Work task:
Using the records below, find every line that includes "point" and copy it.
### Exercise materials ###
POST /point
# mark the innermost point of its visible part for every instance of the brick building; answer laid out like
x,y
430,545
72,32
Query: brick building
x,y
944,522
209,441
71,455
###
Reply:
POST /point
# mark the innermost point of its visible part for every instance of the brick building; answer laid out like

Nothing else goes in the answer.